### Page excerpt
Like a number of other smart tips – think “close cover before striking” for matches, or “lock hood before driving” for cars – a simple prep step or two can save you lots of time, and in many cases avoid disaster.
Here’s one more; “calibrate before engagement.”
In the land of abundant management attention deficits, what you’re trying to achieve, or even what information you know when working with others, is often choppy.
Instead of time wasted unraveling what you thought was understood after the fact, take 2-5 minutes at the start of any engagement to do two simple things:
- State the purpose of what’s going on (e.g. “Where here to decide when we’ll target the launch of the new product, and what the critical dependencies are that will impact – potentially change – that target launch date.“)
- State briefly the knowledge that everyone should have about the issue (e.g – “Here are the five things that we know and what they mean to this project.”)
While these are simple steps, they’re not simplistic. While John Galsworthy noted, “Beginnings are always messy,” they don’t have to be – and rather a messy beginning than a messy ending.
More errors are caused by misinterpretation and miscommunication. Dale Carnegie’s estimate of the miscommunication error rate? 90%. Anyone nosing around a hospital or a boardroom knows that early missteps (Whoa! Guess that market was only $20 million, not $1 billion) are the ones that trip up your career or kills you.

### Exercise set
1. Retype the section of the passage on calibrating before engagement starting at "Like a number" and ending at "is often choppy.".
2. Answer these questions from the passage on calibrating before engagement:
(a) How many minutes does it suggest taking at the start of any engagement?
(b) Who is quoted as saying "Beginnings are always messy"?
(c) What miscommunication error rate does it attribute to Dale Carnegie?
3. Proceed with the passage on calibrating before engagement, writing on from its last sentence.

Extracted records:
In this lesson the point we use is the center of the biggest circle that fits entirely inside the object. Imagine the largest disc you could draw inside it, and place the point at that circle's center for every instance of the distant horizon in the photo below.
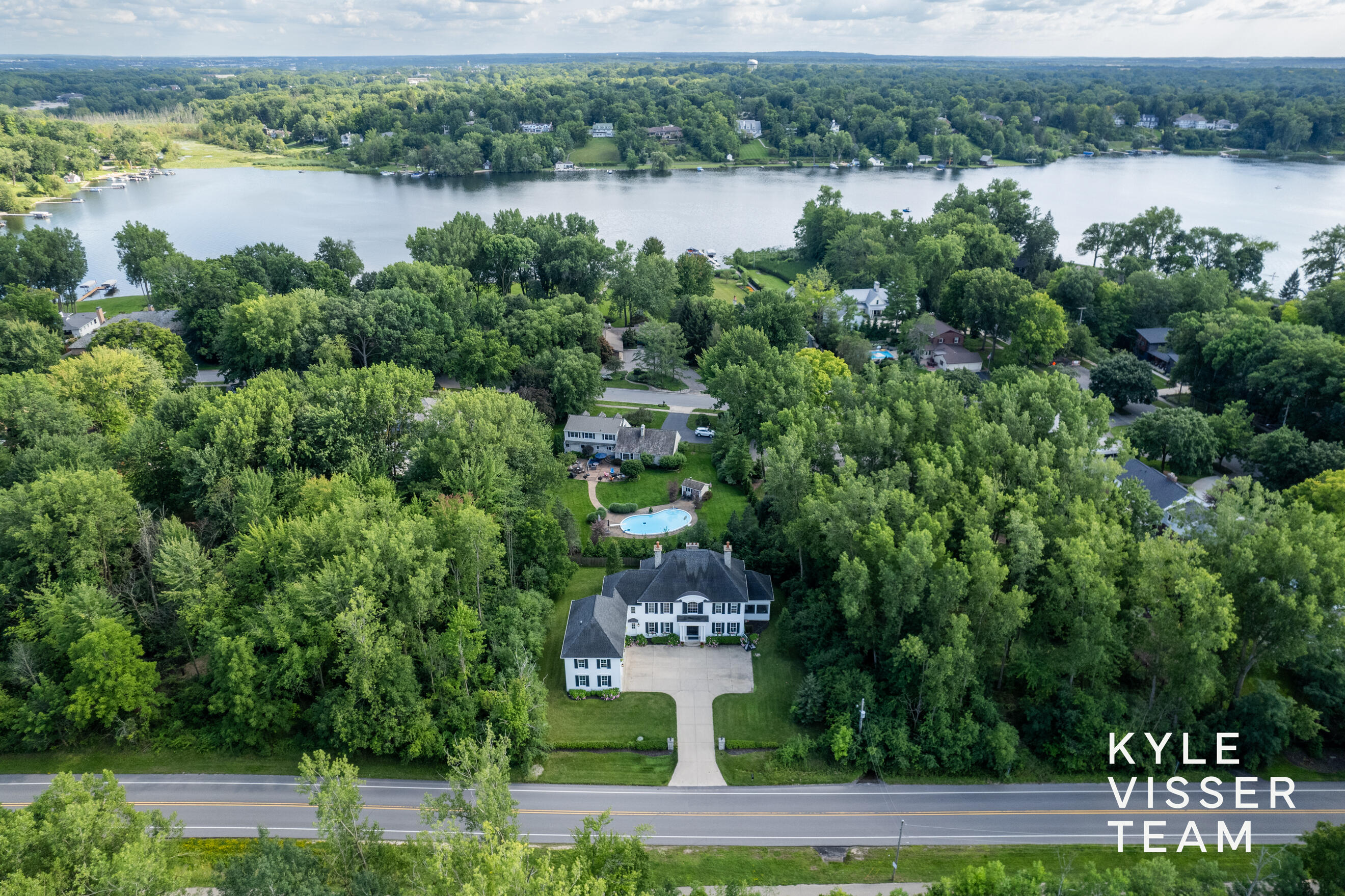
(674, 56)
(881, 29)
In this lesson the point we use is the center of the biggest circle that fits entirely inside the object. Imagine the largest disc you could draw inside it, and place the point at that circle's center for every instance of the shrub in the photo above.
(673, 462)
(795, 750)
(640, 416)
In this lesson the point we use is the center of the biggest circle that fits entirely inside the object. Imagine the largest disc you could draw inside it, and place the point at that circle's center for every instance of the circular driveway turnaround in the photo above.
(694, 676)
(836, 814)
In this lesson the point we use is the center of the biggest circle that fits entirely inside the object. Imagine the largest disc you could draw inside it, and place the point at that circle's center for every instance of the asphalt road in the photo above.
(848, 814)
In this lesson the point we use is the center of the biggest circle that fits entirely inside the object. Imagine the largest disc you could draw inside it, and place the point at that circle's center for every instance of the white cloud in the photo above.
(915, 28)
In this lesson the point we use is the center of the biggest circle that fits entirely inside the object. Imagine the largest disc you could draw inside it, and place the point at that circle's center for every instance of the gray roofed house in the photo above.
(692, 594)
(167, 319)
(596, 628)
(694, 489)
(1152, 345)
(1161, 489)
(634, 442)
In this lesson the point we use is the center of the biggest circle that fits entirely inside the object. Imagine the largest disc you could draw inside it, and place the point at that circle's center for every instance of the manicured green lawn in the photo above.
(566, 767)
(782, 865)
(598, 151)
(170, 762)
(659, 381)
(115, 306)
(752, 150)
(652, 490)
(786, 271)
(634, 715)
(768, 282)
(730, 291)
(621, 381)
(764, 714)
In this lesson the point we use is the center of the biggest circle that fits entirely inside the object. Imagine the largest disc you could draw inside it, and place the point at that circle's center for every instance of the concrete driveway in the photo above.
(694, 676)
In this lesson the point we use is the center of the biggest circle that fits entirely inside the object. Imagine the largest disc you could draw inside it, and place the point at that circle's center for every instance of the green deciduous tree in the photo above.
(162, 345)
(1123, 378)
(136, 246)
(28, 346)
(1180, 435)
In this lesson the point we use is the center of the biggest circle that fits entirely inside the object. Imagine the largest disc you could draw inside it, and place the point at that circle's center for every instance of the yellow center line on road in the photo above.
(776, 814)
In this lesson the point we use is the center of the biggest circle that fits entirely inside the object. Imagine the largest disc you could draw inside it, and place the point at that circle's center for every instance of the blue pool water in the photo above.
(665, 521)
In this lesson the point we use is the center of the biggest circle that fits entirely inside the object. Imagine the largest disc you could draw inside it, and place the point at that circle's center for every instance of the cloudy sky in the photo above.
(908, 28)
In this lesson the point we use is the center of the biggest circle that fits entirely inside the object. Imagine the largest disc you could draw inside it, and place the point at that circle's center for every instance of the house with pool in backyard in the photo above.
(690, 594)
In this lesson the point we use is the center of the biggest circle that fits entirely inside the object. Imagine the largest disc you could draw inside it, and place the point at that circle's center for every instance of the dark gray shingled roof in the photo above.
(596, 628)
(654, 442)
(1163, 490)
(689, 571)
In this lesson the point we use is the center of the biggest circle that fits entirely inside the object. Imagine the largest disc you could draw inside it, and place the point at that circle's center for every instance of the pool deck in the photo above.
(614, 521)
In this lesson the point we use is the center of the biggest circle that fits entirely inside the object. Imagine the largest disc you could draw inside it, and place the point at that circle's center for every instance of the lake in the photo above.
(211, 211)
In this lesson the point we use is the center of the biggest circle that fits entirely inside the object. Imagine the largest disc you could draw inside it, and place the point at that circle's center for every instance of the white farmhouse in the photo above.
(871, 303)
(615, 438)
(689, 594)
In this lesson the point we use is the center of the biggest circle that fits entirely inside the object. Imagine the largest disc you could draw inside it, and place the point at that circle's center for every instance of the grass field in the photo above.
(752, 151)
(652, 489)
(621, 381)
(115, 306)
(598, 151)
(573, 494)
(171, 762)
(652, 716)
(786, 271)
(730, 291)
(781, 865)
(768, 282)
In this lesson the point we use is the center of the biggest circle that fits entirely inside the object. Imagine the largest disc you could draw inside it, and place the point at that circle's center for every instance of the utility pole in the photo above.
(903, 830)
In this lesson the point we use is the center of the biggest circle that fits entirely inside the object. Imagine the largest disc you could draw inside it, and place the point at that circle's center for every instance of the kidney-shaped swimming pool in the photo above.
(662, 523)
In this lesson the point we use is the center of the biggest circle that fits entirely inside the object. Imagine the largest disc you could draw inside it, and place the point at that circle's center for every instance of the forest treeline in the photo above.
(454, 122)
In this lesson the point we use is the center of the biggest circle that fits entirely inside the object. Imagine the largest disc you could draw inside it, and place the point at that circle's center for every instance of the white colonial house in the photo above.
(871, 303)
(615, 438)
(690, 594)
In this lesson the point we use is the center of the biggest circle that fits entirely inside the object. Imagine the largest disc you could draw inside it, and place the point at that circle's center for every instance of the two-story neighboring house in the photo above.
(946, 347)
(692, 594)
(616, 438)
(871, 303)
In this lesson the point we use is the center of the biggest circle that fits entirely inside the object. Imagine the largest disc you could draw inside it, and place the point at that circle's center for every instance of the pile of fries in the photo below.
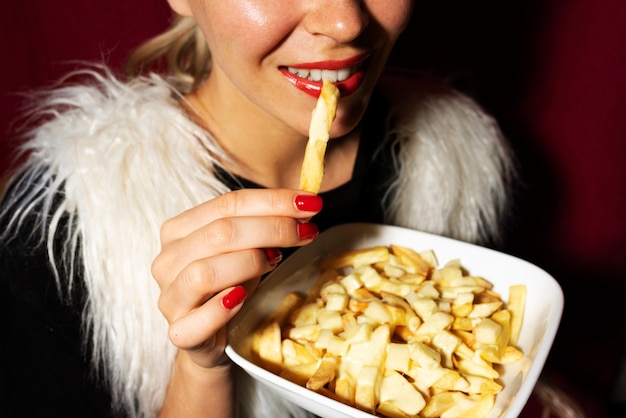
(388, 331)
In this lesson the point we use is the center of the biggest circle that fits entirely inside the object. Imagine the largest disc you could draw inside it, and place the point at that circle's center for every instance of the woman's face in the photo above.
(273, 53)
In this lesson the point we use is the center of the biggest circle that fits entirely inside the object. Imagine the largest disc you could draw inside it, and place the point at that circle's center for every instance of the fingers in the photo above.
(231, 235)
(197, 329)
(202, 279)
(213, 255)
(249, 202)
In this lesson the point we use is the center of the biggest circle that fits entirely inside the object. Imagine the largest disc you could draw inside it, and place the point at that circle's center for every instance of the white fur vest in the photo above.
(128, 158)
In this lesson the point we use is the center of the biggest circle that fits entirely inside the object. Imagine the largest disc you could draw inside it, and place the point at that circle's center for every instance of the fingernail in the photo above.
(307, 230)
(273, 255)
(234, 297)
(309, 203)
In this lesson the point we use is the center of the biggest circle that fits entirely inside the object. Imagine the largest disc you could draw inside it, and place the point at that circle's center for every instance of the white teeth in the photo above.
(319, 75)
(316, 75)
(343, 74)
(329, 74)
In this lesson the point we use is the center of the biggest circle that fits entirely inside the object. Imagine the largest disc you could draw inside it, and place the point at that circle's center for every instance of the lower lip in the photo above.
(313, 88)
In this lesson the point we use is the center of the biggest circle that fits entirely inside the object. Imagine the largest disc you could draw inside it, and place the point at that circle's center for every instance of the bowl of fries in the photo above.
(375, 320)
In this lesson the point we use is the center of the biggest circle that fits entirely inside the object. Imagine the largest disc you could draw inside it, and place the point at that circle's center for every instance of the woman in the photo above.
(147, 210)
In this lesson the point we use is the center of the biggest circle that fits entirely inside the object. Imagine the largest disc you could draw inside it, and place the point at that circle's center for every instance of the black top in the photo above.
(45, 366)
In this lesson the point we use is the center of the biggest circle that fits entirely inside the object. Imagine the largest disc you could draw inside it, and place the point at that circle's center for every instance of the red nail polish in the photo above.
(234, 297)
(307, 230)
(309, 203)
(273, 255)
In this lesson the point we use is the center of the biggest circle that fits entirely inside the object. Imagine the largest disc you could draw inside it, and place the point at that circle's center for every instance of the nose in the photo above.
(342, 20)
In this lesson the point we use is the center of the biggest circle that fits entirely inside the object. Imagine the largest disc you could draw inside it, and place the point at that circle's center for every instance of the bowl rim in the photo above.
(369, 231)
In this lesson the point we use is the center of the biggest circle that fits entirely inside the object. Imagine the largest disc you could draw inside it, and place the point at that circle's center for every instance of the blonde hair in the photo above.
(182, 49)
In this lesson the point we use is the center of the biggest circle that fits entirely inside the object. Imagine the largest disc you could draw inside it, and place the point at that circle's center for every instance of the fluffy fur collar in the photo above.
(127, 158)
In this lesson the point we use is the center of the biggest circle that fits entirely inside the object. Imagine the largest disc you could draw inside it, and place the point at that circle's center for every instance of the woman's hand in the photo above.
(213, 255)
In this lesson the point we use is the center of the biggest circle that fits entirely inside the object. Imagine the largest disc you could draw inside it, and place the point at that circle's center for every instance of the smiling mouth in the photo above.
(317, 75)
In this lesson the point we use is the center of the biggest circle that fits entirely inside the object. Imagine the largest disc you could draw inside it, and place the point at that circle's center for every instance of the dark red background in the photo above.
(554, 74)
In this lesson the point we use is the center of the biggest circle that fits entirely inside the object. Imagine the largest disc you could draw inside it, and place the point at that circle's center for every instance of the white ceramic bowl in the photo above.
(544, 306)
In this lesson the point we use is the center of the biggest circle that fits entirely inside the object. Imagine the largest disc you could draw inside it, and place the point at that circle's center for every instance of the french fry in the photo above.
(385, 330)
(321, 119)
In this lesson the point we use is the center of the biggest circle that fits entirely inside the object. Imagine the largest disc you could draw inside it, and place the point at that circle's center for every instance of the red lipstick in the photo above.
(313, 88)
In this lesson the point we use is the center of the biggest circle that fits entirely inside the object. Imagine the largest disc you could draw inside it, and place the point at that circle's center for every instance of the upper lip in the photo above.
(332, 64)
(336, 70)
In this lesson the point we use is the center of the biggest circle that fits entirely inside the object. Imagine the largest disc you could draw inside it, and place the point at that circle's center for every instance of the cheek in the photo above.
(394, 16)
(246, 26)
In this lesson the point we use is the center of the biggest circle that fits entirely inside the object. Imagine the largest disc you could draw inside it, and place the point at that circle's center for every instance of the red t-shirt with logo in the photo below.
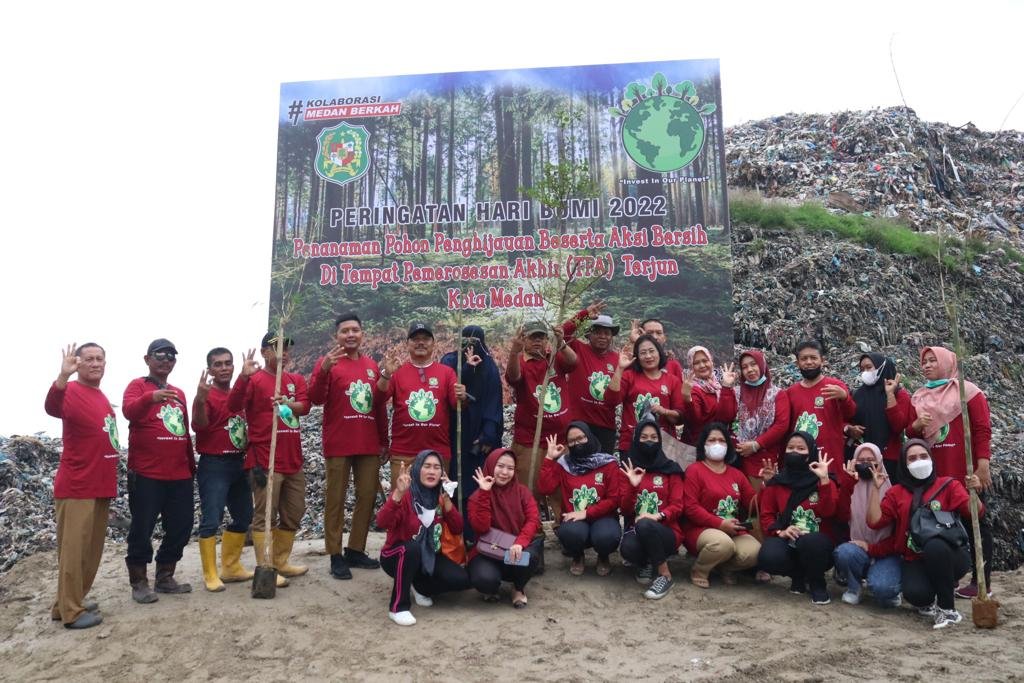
(556, 402)
(89, 460)
(354, 411)
(225, 431)
(159, 446)
(634, 389)
(423, 399)
(254, 394)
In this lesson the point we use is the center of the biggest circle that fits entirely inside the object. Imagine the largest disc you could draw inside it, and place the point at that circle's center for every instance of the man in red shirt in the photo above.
(255, 392)
(86, 480)
(423, 393)
(526, 369)
(221, 437)
(161, 465)
(344, 383)
(596, 363)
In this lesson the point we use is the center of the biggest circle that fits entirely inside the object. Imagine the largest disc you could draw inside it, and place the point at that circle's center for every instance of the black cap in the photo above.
(419, 327)
(270, 339)
(161, 345)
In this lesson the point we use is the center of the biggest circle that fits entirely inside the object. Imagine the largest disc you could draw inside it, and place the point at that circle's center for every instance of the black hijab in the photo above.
(800, 480)
(657, 462)
(871, 401)
(425, 499)
(589, 456)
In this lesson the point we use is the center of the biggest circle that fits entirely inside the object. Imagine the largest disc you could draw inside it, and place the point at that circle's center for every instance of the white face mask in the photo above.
(716, 452)
(920, 469)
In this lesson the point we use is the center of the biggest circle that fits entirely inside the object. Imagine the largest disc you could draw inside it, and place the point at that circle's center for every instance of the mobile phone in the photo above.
(523, 559)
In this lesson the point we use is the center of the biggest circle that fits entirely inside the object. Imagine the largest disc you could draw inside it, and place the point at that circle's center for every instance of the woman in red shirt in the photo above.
(798, 508)
(652, 504)
(591, 487)
(929, 573)
(413, 516)
(716, 498)
(502, 503)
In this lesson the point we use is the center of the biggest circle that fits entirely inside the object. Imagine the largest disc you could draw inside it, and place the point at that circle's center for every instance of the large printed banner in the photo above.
(495, 198)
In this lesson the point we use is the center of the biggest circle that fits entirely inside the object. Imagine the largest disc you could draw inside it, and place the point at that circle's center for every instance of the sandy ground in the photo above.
(574, 630)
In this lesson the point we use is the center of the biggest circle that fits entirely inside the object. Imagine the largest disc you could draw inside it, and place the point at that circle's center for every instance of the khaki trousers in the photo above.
(288, 504)
(730, 553)
(366, 470)
(81, 531)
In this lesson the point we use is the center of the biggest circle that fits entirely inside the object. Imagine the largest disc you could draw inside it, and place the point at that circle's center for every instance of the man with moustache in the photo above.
(344, 382)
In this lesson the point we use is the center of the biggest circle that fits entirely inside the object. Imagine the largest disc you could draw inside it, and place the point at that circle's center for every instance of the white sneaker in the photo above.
(402, 619)
(422, 600)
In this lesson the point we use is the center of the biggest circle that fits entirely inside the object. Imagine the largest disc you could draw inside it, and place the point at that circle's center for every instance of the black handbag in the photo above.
(928, 523)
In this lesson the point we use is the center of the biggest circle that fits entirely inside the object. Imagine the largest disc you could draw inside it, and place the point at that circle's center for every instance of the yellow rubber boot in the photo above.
(208, 553)
(283, 542)
(230, 554)
(258, 539)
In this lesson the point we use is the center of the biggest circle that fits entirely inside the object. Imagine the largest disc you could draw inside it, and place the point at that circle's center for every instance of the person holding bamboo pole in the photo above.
(254, 392)
(935, 415)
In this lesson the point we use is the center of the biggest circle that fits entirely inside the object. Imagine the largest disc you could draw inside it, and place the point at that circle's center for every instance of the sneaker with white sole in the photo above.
(658, 588)
(944, 617)
(422, 600)
(402, 619)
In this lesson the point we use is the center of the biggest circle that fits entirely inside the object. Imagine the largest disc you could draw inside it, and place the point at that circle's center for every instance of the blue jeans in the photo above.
(222, 482)
(883, 573)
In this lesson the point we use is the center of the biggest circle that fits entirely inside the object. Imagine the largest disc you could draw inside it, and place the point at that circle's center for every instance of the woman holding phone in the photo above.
(504, 515)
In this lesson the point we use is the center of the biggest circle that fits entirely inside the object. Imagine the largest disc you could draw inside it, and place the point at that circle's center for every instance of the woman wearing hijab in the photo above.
(482, 421)
(762, 414)
(716, 498)
(935, 416)
(652, 504)
(413, 516)
(502, 503)
(591, 486)
(869, 554)
(929, 573)
(879, 385)
(798, 509)
(641, 383)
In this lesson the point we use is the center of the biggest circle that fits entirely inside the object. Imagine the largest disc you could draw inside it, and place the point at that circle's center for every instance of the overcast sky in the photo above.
(138, 143)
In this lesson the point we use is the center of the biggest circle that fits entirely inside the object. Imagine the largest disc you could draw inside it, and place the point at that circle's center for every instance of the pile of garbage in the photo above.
(886, 163)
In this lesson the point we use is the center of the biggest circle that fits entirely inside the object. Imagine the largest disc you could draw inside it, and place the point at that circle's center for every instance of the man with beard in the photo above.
(161, 466)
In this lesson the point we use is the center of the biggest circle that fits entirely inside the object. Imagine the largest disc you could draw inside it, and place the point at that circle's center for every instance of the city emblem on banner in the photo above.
(342, 153)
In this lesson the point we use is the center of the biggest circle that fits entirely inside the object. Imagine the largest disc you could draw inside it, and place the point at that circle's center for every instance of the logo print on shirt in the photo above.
(360, 396)
(173, 418)
(422, 404)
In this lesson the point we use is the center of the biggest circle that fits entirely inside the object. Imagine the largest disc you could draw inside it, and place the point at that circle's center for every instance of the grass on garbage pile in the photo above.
(884, 235)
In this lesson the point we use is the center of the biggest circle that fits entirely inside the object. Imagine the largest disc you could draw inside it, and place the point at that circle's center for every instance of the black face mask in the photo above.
(795, 461)
(811, 374)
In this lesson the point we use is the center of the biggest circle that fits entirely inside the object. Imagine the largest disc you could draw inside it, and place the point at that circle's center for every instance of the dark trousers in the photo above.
(932, 577)
(486, 573)
(401, 562)
(602, 535)
(222, 482)
(807, 559)
(648, 543)
(172, 502)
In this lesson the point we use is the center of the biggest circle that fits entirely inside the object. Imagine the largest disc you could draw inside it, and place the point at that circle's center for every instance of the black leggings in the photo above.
(486, 573)
(648, 543)
(932, 577)
(602, 535)
(401, 562)
(808, 560)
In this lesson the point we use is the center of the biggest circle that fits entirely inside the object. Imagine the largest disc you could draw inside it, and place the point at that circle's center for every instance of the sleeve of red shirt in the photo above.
(54, 400)
(318, 384)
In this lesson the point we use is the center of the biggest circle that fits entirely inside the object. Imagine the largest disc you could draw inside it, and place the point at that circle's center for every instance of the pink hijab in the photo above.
(942, 402)
(859, 530)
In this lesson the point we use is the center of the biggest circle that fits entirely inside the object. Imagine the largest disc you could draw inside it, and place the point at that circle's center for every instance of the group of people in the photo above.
(747, 476)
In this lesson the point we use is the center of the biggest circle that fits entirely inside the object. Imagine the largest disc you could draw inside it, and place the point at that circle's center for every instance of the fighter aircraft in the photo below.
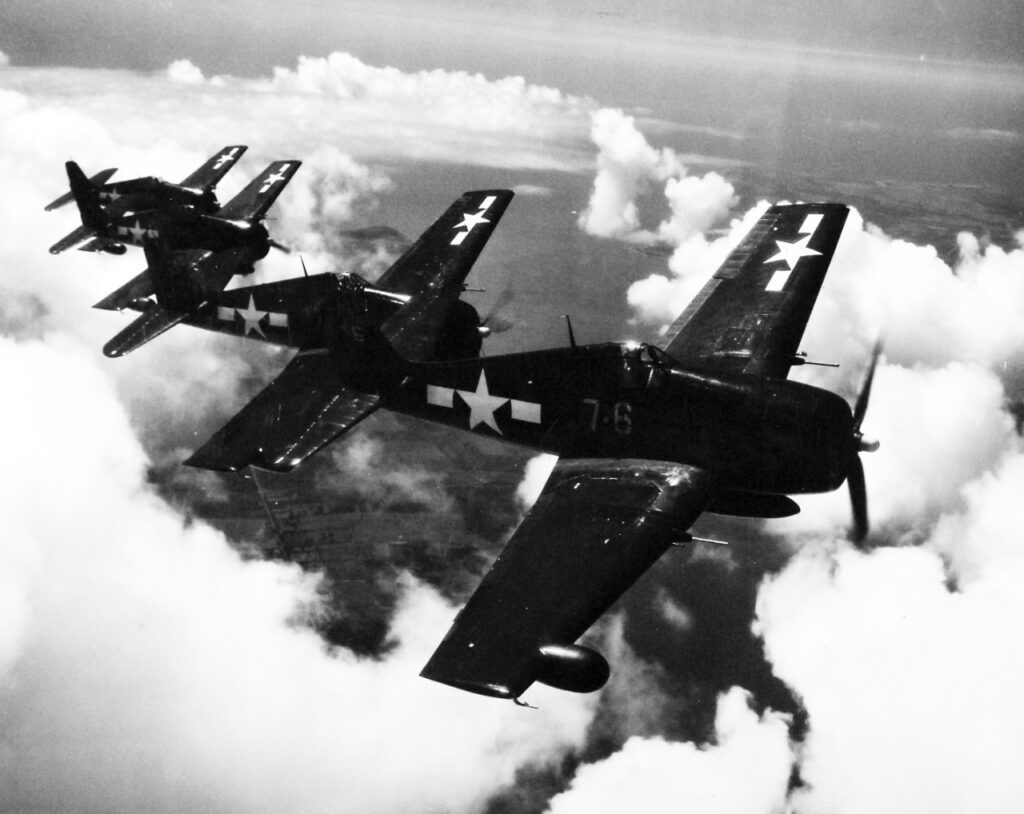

### Numbered responses
1.
Like a number of other smart tips – think “close cover before striking” for matches, or “lock hood before driving” for cars – a simple prep step or two can save you lots of time, and in many cases avoid disaster.
Here’s one more; “calibrate before engagement.”
In the land of abundant management attention deficits, what you’re trying to achieve, or even what information you know when working with others, is often choppy.

2.
(a) 2-5 minutes
(b) John Galsworthy
(c) 90%

3.
A former mentioned last week that this one little piece of advice I gaver her – calibrate before engagement – was one of the best pieces of management advice anyone had ever offered. While the context was planning for what turned out to be a highly successful 80-person global Finance retreat (“Let’s get everybody on the same information and purpose page before we ask them to do something we’ll implement“), my former colleagues been using the facilitation trick at the start of any meeting with high success.
That’s no small accomplishment in her world, where the intricacies of international finance tax codes mean small mistakes can snowball into big problems.
Mark Twain noted “Get your facts first, then you can distort them as you please.” The same applies to any any work you do with anyone else – where are we going, what do we know?
So the free valuable advice?
Start conversations, meetings, off-sites – engagements in other words – with two easy steps; what are we here for, and what do we all need to commonly know to move forward.